In the text about J.K. Rowling's June 10 essay, how long must applicants wait under the proposed Gender Recognition revision before they can apply for legal proceedings?

··· TEXT BLOCK ···

Ever since her June 10 essay explaining ‘Her Reasons for Speaking out on Sex and Gender Issues’ dropped on her website, fans and critics alike have rightly condemned J.K. Rowling for her transphobic views. One of her claims that got the most backlash was that, if the Scottish government approves a revision to their current Gender Recognition laws, men will be able to claim they’re women just by “saying they are”, making it easier for them to attack cis women in same-sex spaces.
Not only is this factually wrong — the proposed Gender Recognition revision still has applicants wait for a minimum of six months before they can apply for any legal proceedings for proper documentation — but it also perpetuates harmful myths about “predatory” trans women, which, in turn, perpetuates actual violence against trans women.
But it appears Rowling is dead set on proving this is a thing that really happens, as her latest novel, ‘Troubled Blood’, features a cross-dressing serial killer who preys on women in a similar fashion.

··· EXCERPTED DATA ···

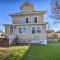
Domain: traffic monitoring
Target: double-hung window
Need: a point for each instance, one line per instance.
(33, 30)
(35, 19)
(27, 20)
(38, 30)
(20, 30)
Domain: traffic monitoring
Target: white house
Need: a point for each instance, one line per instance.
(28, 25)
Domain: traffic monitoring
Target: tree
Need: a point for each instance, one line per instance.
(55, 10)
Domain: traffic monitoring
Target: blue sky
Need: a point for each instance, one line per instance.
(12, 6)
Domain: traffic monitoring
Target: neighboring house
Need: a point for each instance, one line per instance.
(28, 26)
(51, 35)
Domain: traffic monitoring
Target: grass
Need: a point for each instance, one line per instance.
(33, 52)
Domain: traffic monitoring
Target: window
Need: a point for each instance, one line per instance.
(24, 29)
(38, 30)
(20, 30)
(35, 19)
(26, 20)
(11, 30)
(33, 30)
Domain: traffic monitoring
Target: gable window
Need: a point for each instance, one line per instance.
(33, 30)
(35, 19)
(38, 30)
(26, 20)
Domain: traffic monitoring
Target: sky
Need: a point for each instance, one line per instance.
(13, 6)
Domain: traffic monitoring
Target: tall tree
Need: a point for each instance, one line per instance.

···
··· EXCERPTED DATA ···

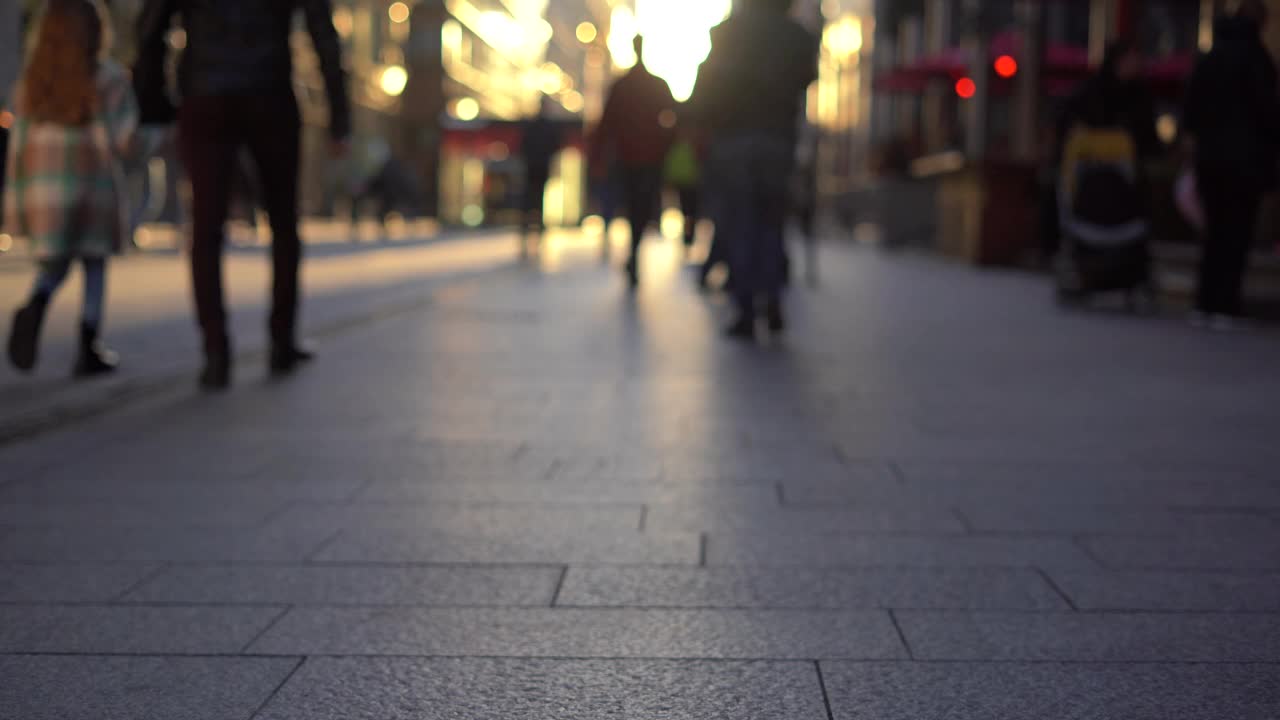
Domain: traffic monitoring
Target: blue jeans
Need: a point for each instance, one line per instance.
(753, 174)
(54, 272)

···

### ANSWER BELOW
A minimum of six months.